■ **Written task**
Arrange every line of the items below as a Markdown table with the columns "No." and "Line", numbering the rows and skipping blank lines. Leave the pictures out of the table.

[Extracted records]
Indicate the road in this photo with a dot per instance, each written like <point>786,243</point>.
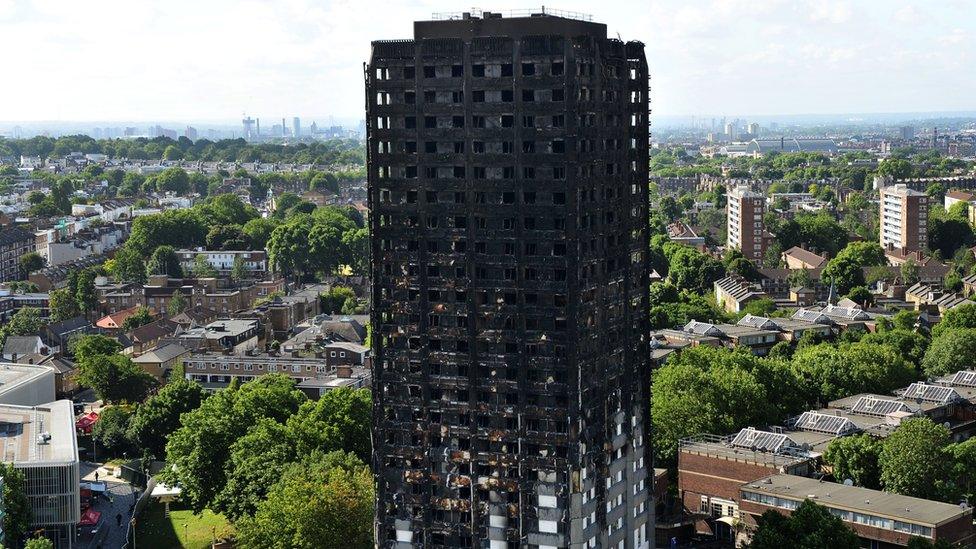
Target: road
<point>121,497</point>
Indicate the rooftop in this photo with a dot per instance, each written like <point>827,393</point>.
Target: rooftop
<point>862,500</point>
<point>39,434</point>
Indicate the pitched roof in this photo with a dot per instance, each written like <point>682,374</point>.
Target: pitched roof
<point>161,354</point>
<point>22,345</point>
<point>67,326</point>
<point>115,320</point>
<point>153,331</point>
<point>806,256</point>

■ **In response**
| No. | Line |
|---|---|
| 1 | Indicate the road in this photo with a dot per instance, each written like <point>786,243</point>. |
| 2 | Target: road |
| 3 | <point>121,497</point> |
| 4 | Indicate the rooftop in this photo with a dot per instance, each written like <point>827,393</point>. |
| 5 | Target: rooftop |
| 6 | <point>862,500</point> |
| 7 | <point>39,434</point> |
| 8 | Indicate the pitched roof in this photo with a dot per instance, each written like <point>682,374</point>. |
| 9 | Target: pitched roof |
| 10 | <point>161,354</point> |
| 11 | <point>22,345</point> |
| 12 | <point>67,326</point> |
| 13 | <point>115,320</point> |
| 14 | <point>153,331</point> |
| 15 | <point>806,256</point> |